[Object pointing dataset rows]
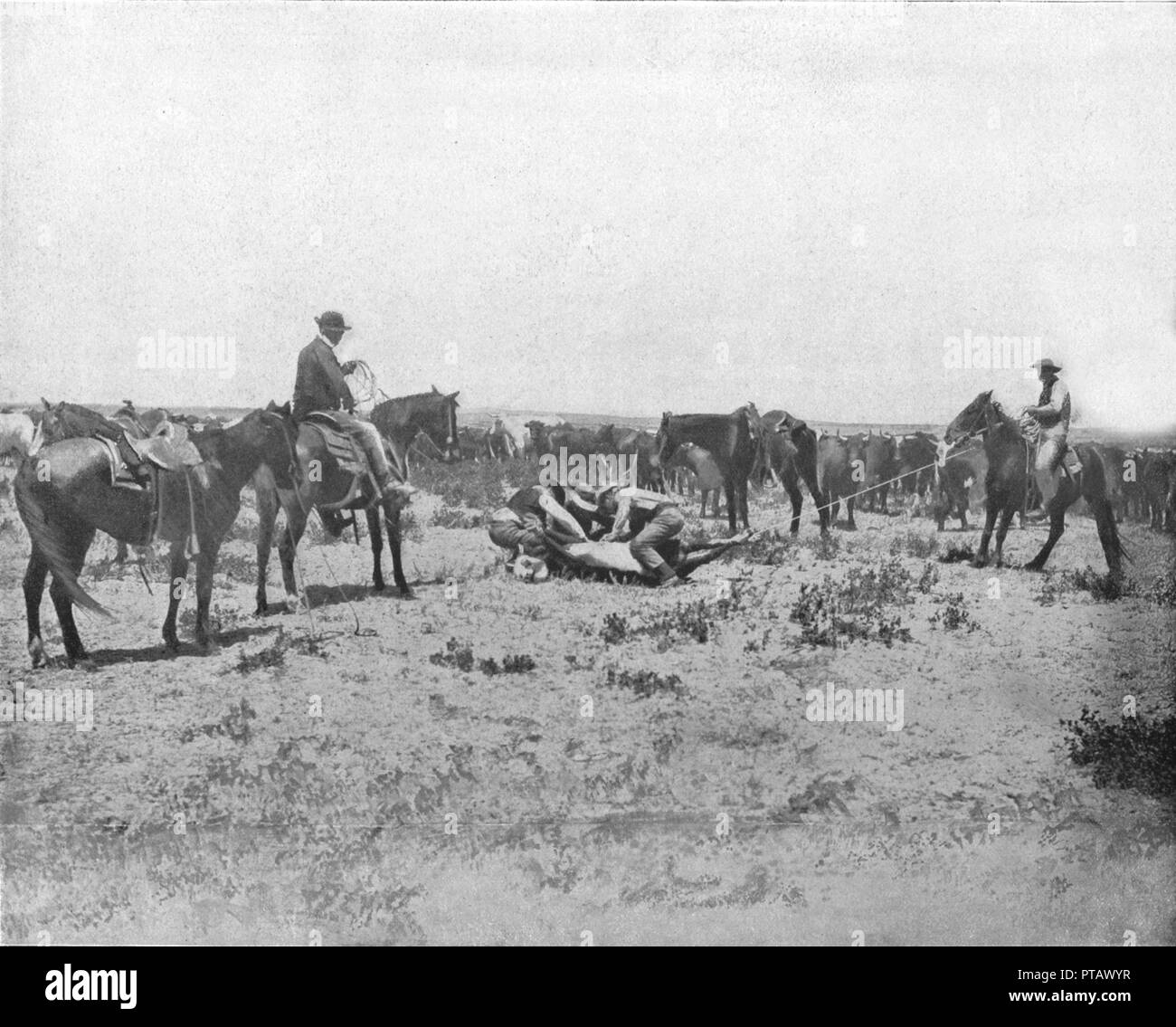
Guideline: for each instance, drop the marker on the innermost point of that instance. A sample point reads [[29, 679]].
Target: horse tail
[[1097, 497], [52, 529]]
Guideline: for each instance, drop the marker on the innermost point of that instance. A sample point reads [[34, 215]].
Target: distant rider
[[320, 386], [1048, 423]]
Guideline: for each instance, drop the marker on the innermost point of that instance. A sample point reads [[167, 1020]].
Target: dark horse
[[399, 422], [729, 438], [75, 422], [1008, 478], [788, 452], [63, 495]]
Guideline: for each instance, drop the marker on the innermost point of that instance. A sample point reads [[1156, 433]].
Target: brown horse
[[789, 454], [1008, 478], [325, 485], [730, 439], [74, 422], [65, 494]]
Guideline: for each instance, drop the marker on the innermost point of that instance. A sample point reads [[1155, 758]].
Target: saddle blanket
[[339, 442]]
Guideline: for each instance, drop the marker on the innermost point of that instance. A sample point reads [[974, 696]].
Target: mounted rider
[[320, 386], [1048, 424]]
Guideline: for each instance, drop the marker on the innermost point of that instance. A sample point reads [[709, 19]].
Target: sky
[[614, 208]]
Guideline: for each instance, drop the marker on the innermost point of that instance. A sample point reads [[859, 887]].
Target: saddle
[[339, 442], [168, 447], [351, 459], [136, 465]]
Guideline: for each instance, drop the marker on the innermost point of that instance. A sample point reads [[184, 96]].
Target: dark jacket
[[320, 384]]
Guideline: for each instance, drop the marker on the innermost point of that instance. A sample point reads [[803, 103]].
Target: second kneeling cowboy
[[647, 520]]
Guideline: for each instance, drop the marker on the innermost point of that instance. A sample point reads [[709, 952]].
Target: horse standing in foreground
[[66, 493], [326, 485], [1010, 475]]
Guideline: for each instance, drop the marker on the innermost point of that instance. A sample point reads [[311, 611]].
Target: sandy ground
[[369, 790]]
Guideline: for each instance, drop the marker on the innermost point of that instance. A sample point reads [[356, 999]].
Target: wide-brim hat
[[333, 319]]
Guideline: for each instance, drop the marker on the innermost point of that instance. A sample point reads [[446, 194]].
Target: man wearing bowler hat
[[1049, 423], [320, 386]]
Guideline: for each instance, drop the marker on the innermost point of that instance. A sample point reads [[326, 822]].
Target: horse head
[[666, 442], [971, 420]]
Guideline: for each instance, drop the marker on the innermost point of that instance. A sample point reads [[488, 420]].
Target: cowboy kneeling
[[648, 520], [517, 528]]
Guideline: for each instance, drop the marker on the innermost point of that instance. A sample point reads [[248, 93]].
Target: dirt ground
[[648, 775]]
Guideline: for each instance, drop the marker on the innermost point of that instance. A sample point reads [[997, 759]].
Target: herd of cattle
[[774, 448], [858, 470]]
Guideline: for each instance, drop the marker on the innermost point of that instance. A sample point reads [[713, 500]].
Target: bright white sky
[[583, 201]]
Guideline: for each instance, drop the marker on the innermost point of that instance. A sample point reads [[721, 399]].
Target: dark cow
[[915, 455], [728, 438], [881, 455], [1159, 474], [642, 446], [839, 463]]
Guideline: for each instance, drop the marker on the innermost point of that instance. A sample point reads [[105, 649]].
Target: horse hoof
[[36, 651]]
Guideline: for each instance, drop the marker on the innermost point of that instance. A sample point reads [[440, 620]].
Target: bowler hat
[[333, 319]]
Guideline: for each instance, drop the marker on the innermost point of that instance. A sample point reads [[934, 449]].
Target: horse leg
[[75, 555], [732, 504], [175, 593], [267, 516], [34, 588], [204, 565], [1057, 528], [1108, 534], [287, 545], [794, 494], [392, 521], [986, 536], [1002, 528], [375, 537]]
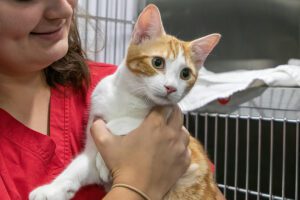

• GOAL:
Could you give the part that opens with the line containing "reads [[997, 759]]." and closes with the line containing "[[36, 651]]", both included, as a numbered list with any blank lines left out?

• CORRECT RESPONSE:
1. Guideline: for each instance, drop the marker on the innermost point of that instance. A sample point reads [[997, 759]].
2. Target: herd of cattle
3. [[774, 448], [858, 470]]
4. Guideline: for each instance, drop the marker on the innermost point of that instance. A sample point reads [[713, 500]].
5. Target: bright white sky
6. [[583, 201]]
7. Guideline: for each instance, drop the marker on the innermost point of that instance. A sample point reads [[721, 399]].
8. Target: dark cow
9. [[915, 455], [728, 438], [881, 455], [1159, 474], [642, 446], [839, 463]]
10. Guideline: for each instance, drop the marker on the innermost point of that instance. A sample point reads [[105, 649]].
11. Target: horse hoof
12. [[36, 651]]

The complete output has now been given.